CHALLENGE A => In the commentary on Jordan's series, which three characters are said to be starting to embrace what they have become?
CHALLENGE B => Write a continuation of the commentary on Jordan's series, picking up after its final sentence.
***** GIVEN TEXT
If feels like a different series now. The pace is moving at least three times as fast as the later Jordan books. And that's being charitable. Let's face it. There's a about one hundred pages of Crossroads of Twilight where the sum total of the action was that Elayne took a bath. There are seemingly endless stretches where Jordan would devote a page or two to an Aes Sedai raising an eyebrow -- or worse, almost raising an eyebrow.

On top of that, the emotional range of the characters has expanded greatly. It seemed for about 5 books that the characters experienced a range of emotions varying from seething anger to fury. On top of that, we might get a helping of scorn or condescension, but the rest of the emotional palette was pretty much absent. And now it has returned -- and not just for Rand.

And the biggest news is that the major characters have finally stopped their never-ending state of denial. Instead of simply denying what they have become, Perrin, Mat and Rand are now starting to embrace it. Although I like this shift, it doesn't seem as organic as it should, and I think that largely results from the radical speeding up of the glacial pace of the earlier books. Because these changes happen so fast, they seem a bit forced to me. And they also leave me wondering how cool the series might have been if Jordan had focused on bringing about these changes, instead of either ignoring the issue or having the characters cling to their states of denial.
**********
***** INFORMATION SUPPLIED
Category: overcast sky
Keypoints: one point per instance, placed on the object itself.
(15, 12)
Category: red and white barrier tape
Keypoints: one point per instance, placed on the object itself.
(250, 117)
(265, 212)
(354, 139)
**********
WRITTEN REPLY A => Perrin, Mat and Rand

WRITTEN REPLY B =>
The last thing that's bothering me about this series as a whole is how generally safe everything appears to be We started out with 5 young villagers leaving their home in a hurry because it was attacked by monsters. They get led by a witch, her bodyguard, and then a minstrel. Later on they run into a gentle giant, a prince and princess, a half brother of theirs, and the Queen. All these people are hunted by unimaginably powerful evil wizards who have been locked up for centuries, and are really pissed off after having had a really sucky millennium. And after maybe 10,000 pages, all of these characters are still thriving.

MINOR SPOILER AHEAD: On top of that, the book has now fully descended into the Red Shirt of Death syndrome. Moraine says three people have to go into the tower to rescue her: Mat, Thom and one other who she does not know. From miles and miles away, you can see it was bad news for the third guy. I was actually a bit surprised that Sanderson didn't dress him in a nice form fitting red shirt in a nod to Star Trek.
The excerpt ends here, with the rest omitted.